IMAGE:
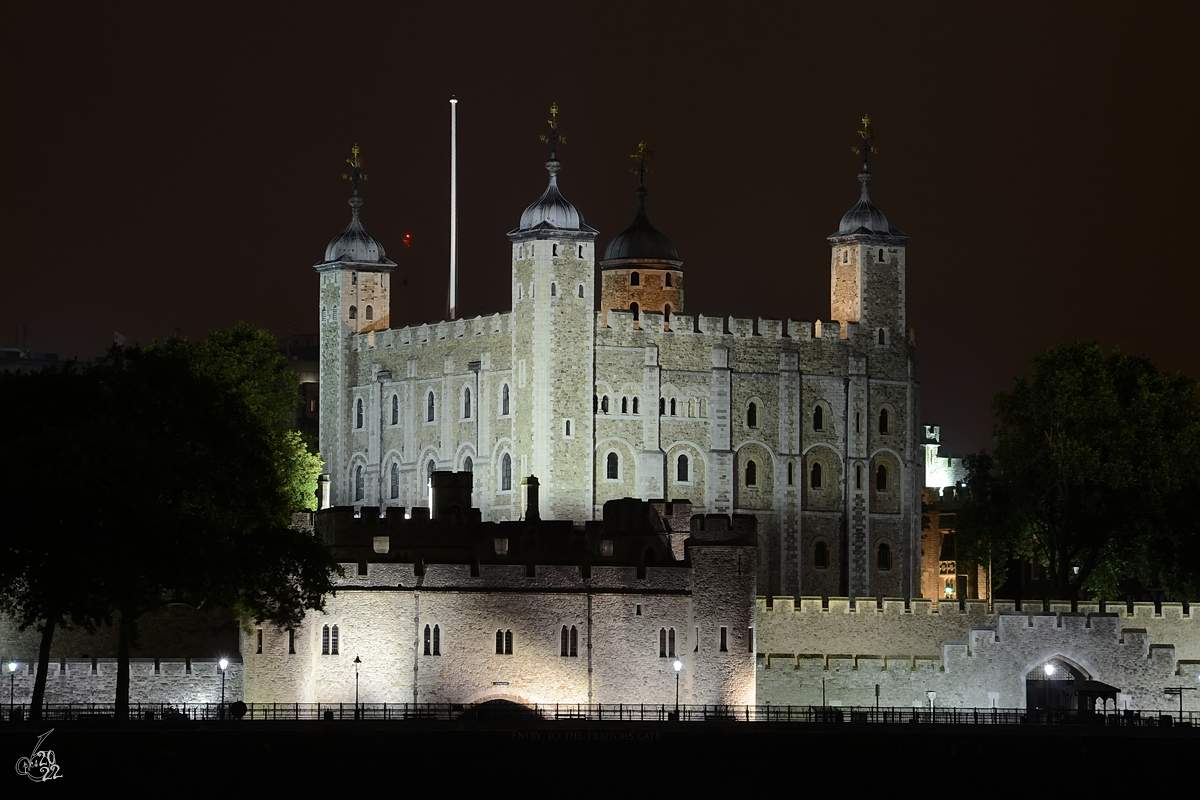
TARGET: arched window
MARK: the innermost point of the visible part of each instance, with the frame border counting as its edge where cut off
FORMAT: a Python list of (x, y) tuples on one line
[(821, 555), (570, 642)]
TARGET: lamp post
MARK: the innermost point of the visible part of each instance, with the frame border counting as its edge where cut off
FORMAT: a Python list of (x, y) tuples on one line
[(678, 666), (357, 662), (222, 663)]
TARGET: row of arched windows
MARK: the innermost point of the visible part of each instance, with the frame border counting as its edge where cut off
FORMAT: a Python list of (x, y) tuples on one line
[(431, 407), (821, 555)]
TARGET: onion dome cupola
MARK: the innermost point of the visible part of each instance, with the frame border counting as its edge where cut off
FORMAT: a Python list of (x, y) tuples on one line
[(552, 216), (641, 241), (354, 246), (641, 270), (864, 218)]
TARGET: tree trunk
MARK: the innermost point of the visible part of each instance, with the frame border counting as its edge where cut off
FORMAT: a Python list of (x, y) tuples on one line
[(124, 639), (43, 666)]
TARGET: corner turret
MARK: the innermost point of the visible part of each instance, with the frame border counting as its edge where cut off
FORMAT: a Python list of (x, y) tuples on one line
[(868, 264), (641, 268)]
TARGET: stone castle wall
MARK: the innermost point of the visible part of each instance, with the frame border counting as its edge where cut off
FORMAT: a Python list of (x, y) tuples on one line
[(970, 656)]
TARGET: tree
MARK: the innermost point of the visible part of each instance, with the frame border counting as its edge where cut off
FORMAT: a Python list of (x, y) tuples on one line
[(191, 480), (1096, 469)]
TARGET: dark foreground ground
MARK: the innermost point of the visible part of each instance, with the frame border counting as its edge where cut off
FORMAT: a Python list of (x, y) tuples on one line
[(219, 759)]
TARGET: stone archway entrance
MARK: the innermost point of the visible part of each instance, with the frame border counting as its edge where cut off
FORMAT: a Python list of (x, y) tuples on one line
[(1051, 685)]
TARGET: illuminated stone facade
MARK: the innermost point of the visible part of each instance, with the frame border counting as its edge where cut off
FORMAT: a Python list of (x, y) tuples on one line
[(810, 427)]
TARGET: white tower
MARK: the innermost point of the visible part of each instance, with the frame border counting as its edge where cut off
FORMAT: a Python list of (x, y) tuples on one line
[(553, 347), (355, 298)]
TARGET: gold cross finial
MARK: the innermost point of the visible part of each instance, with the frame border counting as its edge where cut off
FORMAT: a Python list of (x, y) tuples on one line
[(867, 150), (553, 139), (642, 157), (355, 173)]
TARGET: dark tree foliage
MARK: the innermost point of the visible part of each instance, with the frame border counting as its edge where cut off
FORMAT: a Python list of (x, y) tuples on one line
[(1096, 475), (171, 476)]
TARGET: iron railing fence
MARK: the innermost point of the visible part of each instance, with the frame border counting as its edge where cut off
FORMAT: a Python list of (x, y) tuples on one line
[(598, 713)]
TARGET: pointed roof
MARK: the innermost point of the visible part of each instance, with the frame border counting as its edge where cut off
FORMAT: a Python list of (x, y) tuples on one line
[(354, 245), (864, 218), (552, 215), (641, 241)]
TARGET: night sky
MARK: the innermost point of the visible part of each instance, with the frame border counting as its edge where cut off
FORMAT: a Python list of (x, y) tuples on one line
[(171, 167)]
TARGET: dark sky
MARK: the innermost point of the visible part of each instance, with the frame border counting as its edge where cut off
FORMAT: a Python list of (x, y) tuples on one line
[(180, 167)]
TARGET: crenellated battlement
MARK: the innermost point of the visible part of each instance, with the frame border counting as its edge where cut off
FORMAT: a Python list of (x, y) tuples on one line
[(498, 324), (847, 648), (729, 326)]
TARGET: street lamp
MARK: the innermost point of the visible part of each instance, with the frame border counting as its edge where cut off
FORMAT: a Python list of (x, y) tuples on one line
[(357, 662), (222, 663), (678, 666)]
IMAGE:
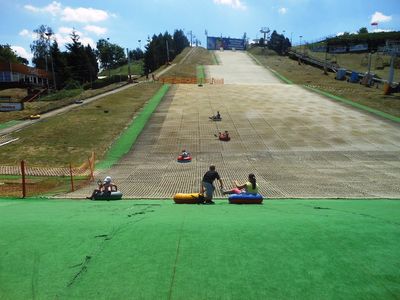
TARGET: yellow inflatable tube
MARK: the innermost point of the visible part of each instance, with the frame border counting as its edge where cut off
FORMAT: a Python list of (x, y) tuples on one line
[(181, 198)]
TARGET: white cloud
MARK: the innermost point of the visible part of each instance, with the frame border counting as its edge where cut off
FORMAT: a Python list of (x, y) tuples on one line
[(54, 8), (96, 29), (282, 10), (69, 14), (22, 52), (380, 18), (63, 36), (382, 30), (31, 8), (84, 15), (27, 33), (237, 4), (65, 30)]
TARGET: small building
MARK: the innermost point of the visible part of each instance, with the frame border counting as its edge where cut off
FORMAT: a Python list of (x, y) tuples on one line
[(14, 74)]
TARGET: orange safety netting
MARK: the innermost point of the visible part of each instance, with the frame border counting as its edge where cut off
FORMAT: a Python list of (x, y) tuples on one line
[(24, 180), (189, 80)]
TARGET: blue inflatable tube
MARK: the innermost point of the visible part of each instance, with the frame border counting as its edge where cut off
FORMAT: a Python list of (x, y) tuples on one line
[(244, 198), (115, 195)]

▶ Work instructions
Which lines of the records contain "white"? Show each of them.

▶ Output
TARGET: white tower
TARGET: white cloud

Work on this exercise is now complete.